What is needed — Your task is to repeat the lines below exactly, excluding any pictures they contain.

Data section —
========

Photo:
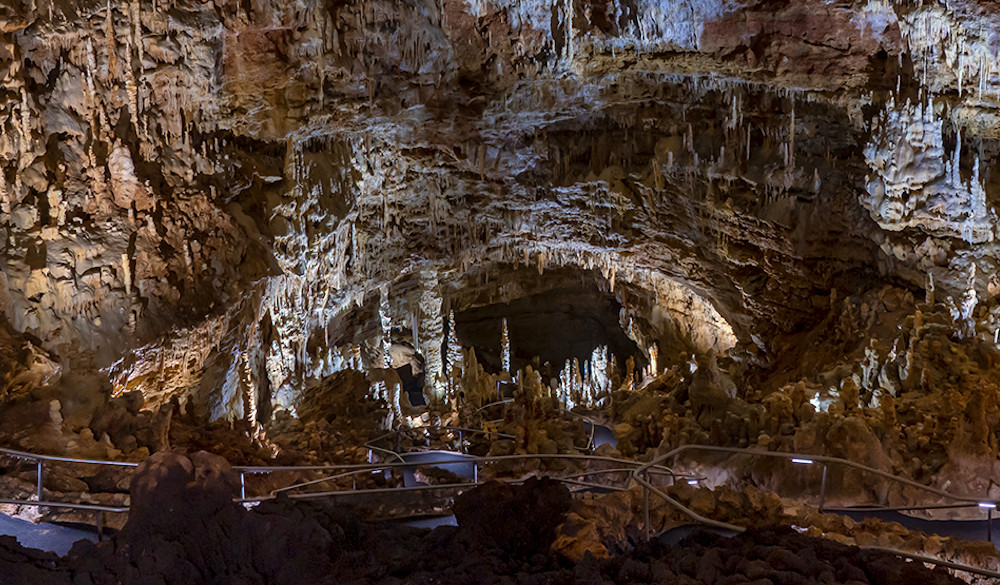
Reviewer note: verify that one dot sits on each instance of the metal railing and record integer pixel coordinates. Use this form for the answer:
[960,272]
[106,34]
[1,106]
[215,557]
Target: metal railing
[641,476]
[640,472]
[477,463]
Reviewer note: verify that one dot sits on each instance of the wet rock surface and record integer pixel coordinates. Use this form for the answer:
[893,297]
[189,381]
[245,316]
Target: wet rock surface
[504,536]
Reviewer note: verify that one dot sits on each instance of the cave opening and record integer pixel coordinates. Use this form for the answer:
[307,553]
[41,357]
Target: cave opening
[545,329]
[410,366]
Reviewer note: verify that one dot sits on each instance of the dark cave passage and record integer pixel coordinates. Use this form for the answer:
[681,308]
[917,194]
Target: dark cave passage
[550,327]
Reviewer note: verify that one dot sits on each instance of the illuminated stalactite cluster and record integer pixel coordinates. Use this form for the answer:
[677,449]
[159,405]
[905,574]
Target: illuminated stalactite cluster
[229,203]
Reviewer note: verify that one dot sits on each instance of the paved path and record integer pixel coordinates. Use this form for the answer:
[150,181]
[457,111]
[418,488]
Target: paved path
[43,536]
[965,529]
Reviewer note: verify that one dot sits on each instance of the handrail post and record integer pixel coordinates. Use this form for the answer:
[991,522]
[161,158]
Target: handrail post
[38,489]
[822,489]
[645,506]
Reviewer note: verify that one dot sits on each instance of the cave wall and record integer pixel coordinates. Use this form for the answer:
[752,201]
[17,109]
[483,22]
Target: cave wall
[207,198]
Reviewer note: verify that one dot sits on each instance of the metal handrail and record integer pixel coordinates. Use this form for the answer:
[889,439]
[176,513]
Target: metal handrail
[809,459]
[36,457]
[640,475]
[477,461]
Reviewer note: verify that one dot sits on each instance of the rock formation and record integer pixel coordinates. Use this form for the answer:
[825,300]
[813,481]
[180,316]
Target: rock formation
[274,229]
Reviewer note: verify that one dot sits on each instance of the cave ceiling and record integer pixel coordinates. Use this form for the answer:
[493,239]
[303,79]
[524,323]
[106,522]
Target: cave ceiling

========

Output for this task —
Photo:
Reviewer note: verify that one dot sits on each instance of the metal railing and record integer pixel coordinates. Use this form for the answer:
[960,272]
[106,34]
[1,106]
[215,557]
Target: metal railing
[641,476]
[640,472]
[477,463]
Reviewer note: verify that one dot sits on each instance of the wet rock surface and record integer pixel coordinates. Use this form for the answer:
[893,297]
[189,381]
[245,316]
Target: wet rock surface
[504,536]
Reviewer note: verify that one dot sits on each instance of the cave opening and record integer pixel coordinates. Use this form for the answer:
[307,553]
[41,357]
Target: cave opening
[545,329]
[410,366]
Reviewer note: verify that one dot sits on each instance of the dark cave passage and record integer pixel coordinates. Use this form for the answer:
[681,308]
[917,194]
Target: dark cave passage
[550,327]
Reviewer note: verify that one dot sits on each instance of the illuminated stalactite cluster and record integer pixel coordinates. Use this form for the answer:
[677,449]
[159,405]
[905,574]
Target: illuminated stalactite cluster
[229,203]
Reviewer note: verify that one dot sits on each instance of the paved path and record integer pixel coordinates. Use this form for the answer:
[150,181]
[457,111]
[418,488]
Target: paved path
[43,536]
[965,529]
Reviewer note: verify that one dot sits on each instance of the handrail post and record integer pixel coordinates. Use this form for the answer:
[991,522]
[161,158]
Target: handrail post
[38,489]
[822,489]
[645,506]
Reviewer note: verify that one dot sits on each instance of the cave wall and record integer pixel coordinates. Use this form for the answer:
[752,201]
[17,109]
[483,22]
Target: cave wall
[207,198]
Reviewer note: verify that one dot sits on each instance of the metal handrail and record integer pixel coordinates. Use this form for the answer:
[889,439]
[176,513]
Target: metal handrail
[809,459]
[36,457]
[640,475]
[477,461]
Reviewer note: verify that one dot sits on each instance of the rock formation and record integer pixel coordinates. Use this form for the answer:
[825,300]
[813,481]
[180,316]
Target: rock formation
[274,229]
Reviewer note: verify that one dot sits on each instance of the cave ceiling and record integer pixel coordinates. Use this form for the answer:
[493,239]
[303,79]
[524,323]
[106,522]
Target: cave ceiling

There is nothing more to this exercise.